▶ [EXCERPT PROVIDED]
____________________
The coronavirus pandemic is also having a profound incremental impact, with provisional fertility declines of 5-15 per cent in most developed countries. South Korea recently reported a 2020 fertility rate of 0.84, the lowest rate ever recorded for a major economy. 

Lower population growth directly causes slower economic growth. A falling fertility rate also increases the proportion of older adults in the population. In China, for example, the percentage of people aged 60 or over has risen from 6 per cent in 1970 to 17 per cent today and is predicted to reach an astonishing 35 per cent in just 30 years. 

This trend will result in a greatly increased burden on pension and medical systems as fewer workers struggle to look after a growing number of retirees. With the old taking up more resources, and the shortage of young workers requiring more capital spending to maintain productivity, the current era of excess savings is likely to end. 

This is likely to lead to the higher inflation and real interest rates typical of the pre-2000 era. This would almost certainly be accompanied by a reversion towards the lower average levels of asset prices that characterised the 20th century. 

From an environmental perspective, a smaller population is exactly what the climate and biosphere need. However, we must still fully decarbonise global industrial systems and reduce CO2 in the atmosphere to its pre-industrial level of 280 parts per million from its probable future peak of more than 550 parts. 

To achieve this will require every biological and mechanical innovation of which we are capable. Unfortunately, lower economic growth caused by a shrinking and ageing population may weaken not only the necessary innovation and investment but also the resolve to do it. It will need significant fiscal and regulatory encouragement to get the job done. 

The most frightening aspect of this baby bust is that it is not occurring entirely by choice. Social changes, particularly female empowerment, and economic constraints contribute to the falling birth rate.

But our actual capacity to have children is in steep decline, as evidenced by a shocking 50 per cent decline in sperm count since 1970 and an equally rapid increase in age-adjusted miscarriage rates. 

The most likely cause of this is endocrine disruption, which is the hijacking of our body’s hormonal system by environmental toxicants. 

Infertility is beginning to rise rapidly and, combined with the increasing age at which women in developed countries are having children, is leading to greater difficulty conceiving.

The tens of thousands of artificial organic chemical compounds that we use in everyday life are undoubtedly contributing to these effects. The detrimental health effects of some, such as bisphenol A, phthalates and perfluorinated compounds, are already well known. More research is needed to discover other culprits. 

The US is an outlier in this respect. For example, the benefit of doubt is given in the EU to human safety from chemicals. But in the US this is given to the intellectual capital of our corporations, in accordance with the so-called Kehoe rule, that suspicious chemicals should be assumed innocent until proven guilty. This kept lead in petrol for 50 years after its danger was first suspected.
____________________
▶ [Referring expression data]
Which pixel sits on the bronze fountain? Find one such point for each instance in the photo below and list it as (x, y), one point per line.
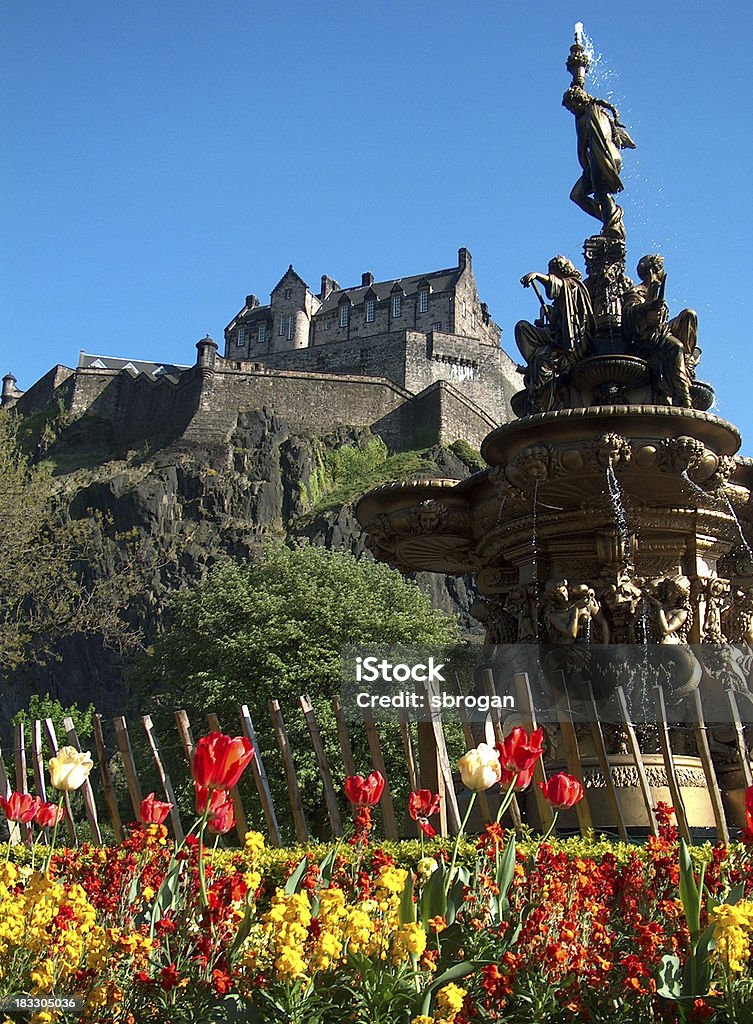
(615, 509)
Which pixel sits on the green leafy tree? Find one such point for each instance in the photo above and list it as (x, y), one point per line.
(276, 630)
(55, 574)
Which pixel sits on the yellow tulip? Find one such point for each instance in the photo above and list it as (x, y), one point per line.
(479, 768)
(70, 768)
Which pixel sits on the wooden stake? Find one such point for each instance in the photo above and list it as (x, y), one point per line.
(111, 798)
(177, 827)
(49, 728)
(87, 792)
(702, 741)
(241, 822)
(262, 783)
(342, 736)
(385, 804)
(330, 797)
(291, 777)
(637, 761)
(126, 752)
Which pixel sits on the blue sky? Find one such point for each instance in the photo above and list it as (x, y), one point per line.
(163, 160)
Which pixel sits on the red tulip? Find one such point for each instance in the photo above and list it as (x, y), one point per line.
(219, 761)
(561, 791)
(421, 806)
(48, 815)
(518, 751)
(215, 798)
(365, 792)
(523, 778)
(19, 807)
(222, 818)
(153, 812)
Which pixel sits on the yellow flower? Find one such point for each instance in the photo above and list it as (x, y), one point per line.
(479, 768)
(450, 1001)
(254, 844)
(426, 866)
(70, 768)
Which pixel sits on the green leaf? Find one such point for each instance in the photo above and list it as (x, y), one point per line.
(433, 900)
(689, 891)
(293, 883)
(670, 978)
(452, 974)
(407, 913)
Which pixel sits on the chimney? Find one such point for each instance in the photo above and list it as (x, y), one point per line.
(329, 285)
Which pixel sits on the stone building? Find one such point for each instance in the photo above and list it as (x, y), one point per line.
(416, 359)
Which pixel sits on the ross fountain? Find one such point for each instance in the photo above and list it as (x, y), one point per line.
(615, 507)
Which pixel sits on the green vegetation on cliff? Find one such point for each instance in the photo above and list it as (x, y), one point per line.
(275, 630)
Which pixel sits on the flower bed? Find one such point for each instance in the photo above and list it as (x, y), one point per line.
(485, 929)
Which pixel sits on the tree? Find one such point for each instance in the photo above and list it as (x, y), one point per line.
(51, 580)
(275, 630)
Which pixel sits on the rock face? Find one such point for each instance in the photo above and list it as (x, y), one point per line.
(179, 509)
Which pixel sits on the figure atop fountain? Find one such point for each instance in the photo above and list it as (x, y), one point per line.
(600, 137)
(559, 337)
(669, 346)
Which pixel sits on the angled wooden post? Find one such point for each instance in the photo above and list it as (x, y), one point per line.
(22, 784)
(632, 740)
(342, 736)
(603, 761)
(38, 760)
(6, 790)
(573, 756)
(186, 736)
(262, 782)
(111, 798)
(49, 729)
(664, 742)
(385, 804)
(241, 822)
(444, 767)
(702, 742)
(177, 827)
(87, 792)
(330, 797)
(126, 751)
(740, 743)
(525, 701)
(291, 777)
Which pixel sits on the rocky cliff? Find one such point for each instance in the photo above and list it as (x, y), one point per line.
(176, 510)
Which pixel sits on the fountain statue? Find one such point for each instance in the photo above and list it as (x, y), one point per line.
(615, 511)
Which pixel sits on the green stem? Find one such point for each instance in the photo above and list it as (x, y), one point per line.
(550, 829)
(45, 869)
(448, 883)
(202, 873)
(506, 800)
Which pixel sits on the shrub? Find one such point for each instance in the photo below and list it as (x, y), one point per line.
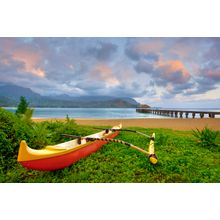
(206, 137)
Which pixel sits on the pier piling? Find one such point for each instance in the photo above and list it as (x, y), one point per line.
(176, 113)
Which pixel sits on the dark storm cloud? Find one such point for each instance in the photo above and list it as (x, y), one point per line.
(136, 67)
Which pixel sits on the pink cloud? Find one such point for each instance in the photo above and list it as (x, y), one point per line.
(154, 45)
(30, 60)
(174, 70)
(104, 73)
(213, 73)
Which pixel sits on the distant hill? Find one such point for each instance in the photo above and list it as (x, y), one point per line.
(10, 95)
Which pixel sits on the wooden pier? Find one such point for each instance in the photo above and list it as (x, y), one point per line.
(177, 113)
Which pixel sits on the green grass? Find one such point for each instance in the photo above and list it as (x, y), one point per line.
(181, 158)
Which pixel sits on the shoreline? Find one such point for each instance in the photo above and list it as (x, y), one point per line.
(169, 123)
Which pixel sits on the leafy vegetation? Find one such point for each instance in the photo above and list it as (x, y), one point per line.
(206, 137)
(181, 157)
(22, 106)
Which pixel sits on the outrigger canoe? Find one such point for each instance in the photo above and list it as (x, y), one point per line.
(63, 155)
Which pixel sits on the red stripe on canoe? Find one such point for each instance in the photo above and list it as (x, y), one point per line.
(62, 161)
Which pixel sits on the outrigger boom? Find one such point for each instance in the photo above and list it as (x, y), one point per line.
(150, 153)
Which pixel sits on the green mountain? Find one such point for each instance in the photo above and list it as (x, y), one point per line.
(10, 95)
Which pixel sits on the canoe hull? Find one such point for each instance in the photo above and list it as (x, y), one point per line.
(62, 161)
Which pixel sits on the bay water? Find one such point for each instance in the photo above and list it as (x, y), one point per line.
(97, 113)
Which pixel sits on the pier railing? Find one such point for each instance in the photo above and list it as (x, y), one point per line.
____________________
▶ [EXERCISE DETAILS] Translate this sentence from the excerpt on falling fertility into Spanish: "Lower population growth directly causes slower economic growth." These items were taken from a separate source.

▶ [TASK OUTPUT] Un menor crecimiento de la población provoca directamente un crecimiento económico más lento.